■ Action item: What is needed is an exact transcription of every record, minus the pictures.

[Extracted data — start]

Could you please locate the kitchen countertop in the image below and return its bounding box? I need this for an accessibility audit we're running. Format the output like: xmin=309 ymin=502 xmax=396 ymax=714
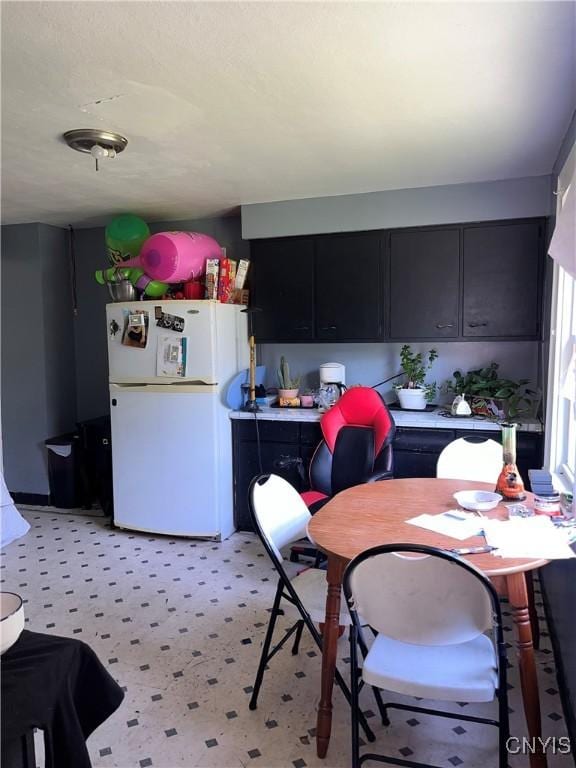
xmin=229 ymin=405 xmax=543 ymax=433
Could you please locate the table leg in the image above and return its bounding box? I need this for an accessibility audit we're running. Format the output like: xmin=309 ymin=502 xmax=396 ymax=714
xmin=317 ymin=555 xmax=345 ymax=759
xmin=525 ymin=569 xmax=541 ymax=650
xmin=506 ymin=572 xmax=547 ymax=768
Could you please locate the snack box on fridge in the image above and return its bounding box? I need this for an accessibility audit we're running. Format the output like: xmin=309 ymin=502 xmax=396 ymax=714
xmin=218 ymin=258 xmax=236 ymax=303
xmin=235 ymin=259 xmax=250 ymax=290
xmin=205 ymin=258 xmax=220 ymax=300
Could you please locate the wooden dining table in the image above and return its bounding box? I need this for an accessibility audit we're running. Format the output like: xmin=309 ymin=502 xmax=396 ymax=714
xmin=307 ymin=477 xmax=549 ymax=768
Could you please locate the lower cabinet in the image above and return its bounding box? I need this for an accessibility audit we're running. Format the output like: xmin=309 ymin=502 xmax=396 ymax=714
xmin=232 ymin=420 xmax=544 ymax=531
xmin=232 ymin=419 xmax=321 ymax=531
xmin=393 ymin=427 xmax=543 ymax=488
xmin=392 ymin=429 xmax=454 ymax=478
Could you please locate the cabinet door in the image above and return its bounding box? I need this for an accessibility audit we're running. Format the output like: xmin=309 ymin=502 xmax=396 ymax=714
xmin=250 ymin=238 xmax=315 ymax=341
xmin=390 ymin=229 xmax=460 ymax=339
xmin=463 ymin=221 xmax=542 ymax=338
xmin=233 ymin=440 xmax=303 ymax=531
xmin=315 ymin=233 xmax=383 ymax=341
xmin=392 ymin=428 xmax=455 ymax=479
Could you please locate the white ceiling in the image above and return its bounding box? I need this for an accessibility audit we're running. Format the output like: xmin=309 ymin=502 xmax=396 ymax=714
xmin=1 ymin=1 xmax=575 ymax=228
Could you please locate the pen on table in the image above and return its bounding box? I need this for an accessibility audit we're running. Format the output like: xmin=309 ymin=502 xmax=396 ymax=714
xmin=450 ymin=545 xmax=495 ymax=555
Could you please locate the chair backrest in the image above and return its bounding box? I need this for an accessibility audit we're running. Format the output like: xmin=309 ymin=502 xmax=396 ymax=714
xmin=343 ymin=544 xmax=496 ymax=646
xmin=436 ymin=437 xmax=502 ymax=484
xmin=310 ymin=387 xmax=396 ymax=496
xmin=249 ymin=474 xmax=311 ymax=563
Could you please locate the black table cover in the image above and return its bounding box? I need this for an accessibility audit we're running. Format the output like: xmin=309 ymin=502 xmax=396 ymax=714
xmin=1 ymin=630 xmax=124 ymax=768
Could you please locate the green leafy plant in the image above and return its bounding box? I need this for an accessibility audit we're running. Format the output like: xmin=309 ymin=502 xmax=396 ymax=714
xmin=444 ymin=363 xmax=540 ymax=419
xmin=277 ymin=356 xmax=300 ymax=390
xmin=396 ymin=345 xmax=438 ymax=402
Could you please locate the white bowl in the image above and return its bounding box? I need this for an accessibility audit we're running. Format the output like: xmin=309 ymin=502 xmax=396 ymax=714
xmin=453 ymin=490 xmax=502 ymax=512
xmin=0 ymin=592 xmax=24 ymax=655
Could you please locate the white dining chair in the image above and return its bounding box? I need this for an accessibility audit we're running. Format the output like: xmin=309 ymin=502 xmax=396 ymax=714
xmin=343 ymin=544 xmax=509 ymax=768
xmin=436 ymin=436 xmax=502 ymax=484
xmin=248 ymin=473 xmax=382 ymax=742
xmin=437 ymin=435 xmax=541 ymax=649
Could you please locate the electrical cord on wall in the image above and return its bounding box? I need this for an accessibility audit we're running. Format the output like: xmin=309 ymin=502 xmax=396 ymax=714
xmin=68 ymin=225 xmax=78 ymax=316
xmin=252 ymin=410 xmax=263 ymax=475
xmin=371 ymin=371 xmax=403 ymax=390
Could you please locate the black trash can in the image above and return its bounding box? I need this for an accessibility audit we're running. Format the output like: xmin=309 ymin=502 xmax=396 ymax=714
xmin=45 ymin=433 xmax=81 ymax=509
xmin=76 ymin=417 xmax=113 ymax=516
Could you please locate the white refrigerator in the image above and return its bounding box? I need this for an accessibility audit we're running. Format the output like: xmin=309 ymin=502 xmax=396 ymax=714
xmin=106 ymin=300 xmax=248 ymax=539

[Extracted data — finish]

■ Result:
Could you please locate the kitchen countertop in the image below and return its bounding box? I need this for an accessibility audit we're running. Format the output like: xmin=309 ymin=502 xmax=396 ymax=714
xmin=229 ymin=405 xmax=543 ymax=433
Could you please locate the table leg in the image above and return its bounding box? I need this for an accessibility audit we're running. Format the output like: xmin=309 ymin=502 xmax=396 ymax=714
xmin=317 ymin=555 xmax=345 ymax=759
xmin=525 ymin=569 xmax=541 ymax=650
xmin=506 ymin=572 xmax=547 ymax=768
Could you please locate the snack box on fridge in the image above and return its bounding box? I need this for an accessibility audit we're running. Format the output like: xmin=309 ymin=502 xmax=396 ymax=714
xmin=218 ymin=258 xmax=236 ymax=303
xmin=235 ymin=259 xmax=250 ymax=290
xmin=205 ymin=258 xmax=220 ymax=300
Could you please locate the wooden dining table in the image above and return its bounding box? I need this for an accessibility audit we're running. Format the output like: xmin=309 ymin=502 xmax=396 ymax=714
xmin=307 ymin=477 xmax=549 ymax=768
Could you please locate the lower cabinet in the image above and return its bounding box? I need this for an accessibility audit we're running. Format the output like: xmin=309 ymin=502 xmax=396 ymax=714
xmin=232 ymin=420 xmax=544 ymax=531
xmin=232 ymin=419 xmax=321 ymax=531
xmin=393 ymin=427 xmax=543 ymax=488
xmin=392 ymin=429 xmax=454 ymax=478
Could you please locate the cabinet door in the image above and return its bounding box? I need this for an accessibility audit we're running. Format the output like: xmin=309 ymin=502 xmax=396 ymax=714
xmin=250 ymin=238 xmax=315 ymax=341
xmin=390 ymin=229 xmax=460 ymax=339
xmin=463 ymin=221 xmax=542 ymax=338
xmin=233 ymin=440 xmax=303 ymax=531
xmin=315 ymin=233 xmax=383 ymax=341
xmin=392 ymin=428 xmax=455 ymax=479
Could you please locate the white ceiling in the image above and return its bounding box? I need this for an accessibility audit we're running. Format the output like: xmin=309 ymin=502 xmax=396 ymax=714
xmin=1 ymin=1 xmax=575 ymax=228
Could you please locate the pen on table in the image above and return its bounding box? I need this for an accessibility audit we're running. Format the output like: xmin=309 ymin=502 xmax=396 ymax=714
xmin=450 ymin=545 xmax=495 ymax=555
Could you please locate the chair backrest in the image above and return its bounding box? I need this for an accessibility audit we're running. Format the output like: xmin=309 ymin=502 xmax=396 ymax=714
xmin=343 ymin=544 xmax=496 ymax=646
xmin=436 ymin=437 xmax=502 ymax=484
xmin=310 ymin=387 xmax=396 ymax=496
xmin=249 ymin=474 xmax=311 ymax=563
Could you please locate the black table cover in the image above and return its bounding box? I need this for an accessibility audit we're running. Format the output like: xmin=309 ymin=502 xmax=396 ymax=714
xmin=1 ymin=630 xmax=124 ymax=768
Could you please locate the green leafy plant in the image above and return its bounding box? I need this for an accessibility audit we're running. Format the output like: xmin=309 ymin=502 xmax=396 ymax=714
xmin=444 ymin=363 xmax=540 ymax=419
xmin=277 ymin=356 xmax=300 ymax=390
xmin=396 ymin=345 xmax=438 ymax=402
Could you please locate the white bowl in the image above and return its bounding box? I need this for an accessibility audit we're running. Format the output like: xmin=309 ymin=502 xmax=396 ymax=714
xmin=453 ymin=490 xmax=502 ymax=512
xmin=0 ymin=592 xmax=24 ymax=655
Could you please locate the white dining chair in the image above and return its bounding box? I need this for an accessibility audit we're running. Format the output like: xmin=309 ymin=502 xmax=396 ymax=714
xmin=343 ymin=544 xmax=509 ymax=768
xmin=436 ymin=436 xmax=502 ymax=484
xmin=248 ymin=473 xmax=382 ymax=742
xmin=437 ymin=435 xmax=541 ymax=649
Could you please locate the electrical cord on wall in the image above and return its bounding box? I need this for an accessibility audit we're running. Format the output like: xmin=309 ymin=502 xmax=396 ymax=714
xmin=68 ymin=225 xmax=78 ymax=316
xmin=252 ymin=410 xmax=263 ymax=475
xmin=371 ymin=371 xmax=403 ymax=390
Could you please locate the black trash can in the image above and return its bounding box? I need this for an accessibility audit we're running. Format the output like: xmin=309 ymin=502 xmax=396 ymax=714
xmin=45 ymin=433 xmax=81 ymax=509
xmin=76 ymin=417 xmax=113 ymax=516
Could you please locate the white refrigerator in the image above and return its bounding box? I need this for an accessibility audit we're running. Format the output like: xmin=309 ymin=502 xmax=396 ymax=714
xmin=106 ymin=300 xmax=248 ymax=539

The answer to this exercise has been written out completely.